Find every line in the records below that contains the string "gold", matching case exactly, and copy each of those lines.

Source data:
(begin)

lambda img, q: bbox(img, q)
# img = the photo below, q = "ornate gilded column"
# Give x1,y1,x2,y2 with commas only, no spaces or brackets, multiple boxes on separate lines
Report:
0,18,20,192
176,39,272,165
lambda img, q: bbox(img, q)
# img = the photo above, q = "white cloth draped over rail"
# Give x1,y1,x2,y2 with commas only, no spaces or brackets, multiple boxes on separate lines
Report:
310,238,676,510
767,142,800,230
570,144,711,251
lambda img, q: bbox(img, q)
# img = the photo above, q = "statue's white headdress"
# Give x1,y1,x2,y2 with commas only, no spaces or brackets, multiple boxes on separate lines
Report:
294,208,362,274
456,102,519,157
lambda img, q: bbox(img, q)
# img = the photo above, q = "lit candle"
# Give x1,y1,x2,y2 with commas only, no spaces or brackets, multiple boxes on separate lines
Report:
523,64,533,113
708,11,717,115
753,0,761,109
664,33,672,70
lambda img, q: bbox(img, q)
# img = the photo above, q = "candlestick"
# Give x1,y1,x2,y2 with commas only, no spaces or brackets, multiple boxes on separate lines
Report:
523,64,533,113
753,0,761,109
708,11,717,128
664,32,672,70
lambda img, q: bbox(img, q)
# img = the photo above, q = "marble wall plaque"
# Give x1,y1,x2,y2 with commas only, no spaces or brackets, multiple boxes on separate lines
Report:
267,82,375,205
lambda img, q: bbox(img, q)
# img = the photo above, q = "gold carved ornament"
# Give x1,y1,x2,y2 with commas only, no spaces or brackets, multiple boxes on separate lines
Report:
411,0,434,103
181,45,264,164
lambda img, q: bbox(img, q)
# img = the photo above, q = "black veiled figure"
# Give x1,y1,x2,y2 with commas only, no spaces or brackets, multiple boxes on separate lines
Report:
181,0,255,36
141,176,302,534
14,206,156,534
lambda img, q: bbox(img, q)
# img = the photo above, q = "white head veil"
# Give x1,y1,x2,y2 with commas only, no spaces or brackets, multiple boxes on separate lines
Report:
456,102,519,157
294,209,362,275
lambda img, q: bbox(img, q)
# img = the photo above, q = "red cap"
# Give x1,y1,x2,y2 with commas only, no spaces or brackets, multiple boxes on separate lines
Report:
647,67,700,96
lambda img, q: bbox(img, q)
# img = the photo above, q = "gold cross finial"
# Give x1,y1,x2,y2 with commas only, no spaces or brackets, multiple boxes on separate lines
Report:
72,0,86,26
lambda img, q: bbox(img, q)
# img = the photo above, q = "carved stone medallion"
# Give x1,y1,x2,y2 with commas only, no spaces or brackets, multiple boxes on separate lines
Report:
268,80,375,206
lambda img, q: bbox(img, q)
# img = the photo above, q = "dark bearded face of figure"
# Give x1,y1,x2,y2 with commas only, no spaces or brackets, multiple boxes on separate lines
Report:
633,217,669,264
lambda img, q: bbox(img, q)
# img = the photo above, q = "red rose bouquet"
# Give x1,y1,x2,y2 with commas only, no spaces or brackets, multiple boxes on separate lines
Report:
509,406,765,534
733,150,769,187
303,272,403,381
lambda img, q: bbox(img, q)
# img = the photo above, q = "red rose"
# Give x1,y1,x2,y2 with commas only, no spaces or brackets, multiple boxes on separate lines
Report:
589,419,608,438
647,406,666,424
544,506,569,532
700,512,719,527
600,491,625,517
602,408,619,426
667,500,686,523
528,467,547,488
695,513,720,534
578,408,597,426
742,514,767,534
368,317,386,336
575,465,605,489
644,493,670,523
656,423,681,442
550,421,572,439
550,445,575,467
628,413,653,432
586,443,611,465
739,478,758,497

(end)
(begin)

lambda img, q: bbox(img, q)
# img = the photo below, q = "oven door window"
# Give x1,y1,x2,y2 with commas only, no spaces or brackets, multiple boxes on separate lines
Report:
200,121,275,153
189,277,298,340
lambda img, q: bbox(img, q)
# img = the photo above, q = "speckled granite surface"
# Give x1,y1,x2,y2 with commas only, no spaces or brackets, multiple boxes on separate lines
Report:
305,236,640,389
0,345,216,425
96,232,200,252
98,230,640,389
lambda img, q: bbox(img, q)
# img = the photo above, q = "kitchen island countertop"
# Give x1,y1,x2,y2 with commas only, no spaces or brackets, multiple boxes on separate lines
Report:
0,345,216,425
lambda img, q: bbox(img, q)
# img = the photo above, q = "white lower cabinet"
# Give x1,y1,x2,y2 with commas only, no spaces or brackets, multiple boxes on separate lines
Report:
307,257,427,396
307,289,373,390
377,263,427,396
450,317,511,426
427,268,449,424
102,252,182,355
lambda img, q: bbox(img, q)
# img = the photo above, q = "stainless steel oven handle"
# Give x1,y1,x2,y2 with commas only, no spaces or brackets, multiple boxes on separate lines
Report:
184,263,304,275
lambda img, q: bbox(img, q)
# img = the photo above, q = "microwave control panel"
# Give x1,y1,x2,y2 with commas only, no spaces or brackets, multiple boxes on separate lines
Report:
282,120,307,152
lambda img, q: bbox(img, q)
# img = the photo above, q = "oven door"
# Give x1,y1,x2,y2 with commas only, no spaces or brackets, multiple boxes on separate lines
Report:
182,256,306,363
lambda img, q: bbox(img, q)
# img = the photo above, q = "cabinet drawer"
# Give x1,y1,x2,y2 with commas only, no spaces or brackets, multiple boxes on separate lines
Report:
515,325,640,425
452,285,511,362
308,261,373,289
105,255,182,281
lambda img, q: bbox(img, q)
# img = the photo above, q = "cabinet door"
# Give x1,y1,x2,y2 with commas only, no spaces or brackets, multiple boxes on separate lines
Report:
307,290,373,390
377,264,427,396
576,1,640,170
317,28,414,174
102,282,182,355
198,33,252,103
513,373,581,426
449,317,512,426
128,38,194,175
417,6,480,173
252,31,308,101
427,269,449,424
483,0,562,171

(end)

Correct output:
# img = the photo above, q = "gold carved ornament"
# img = the photo above, q = "gold cross finial"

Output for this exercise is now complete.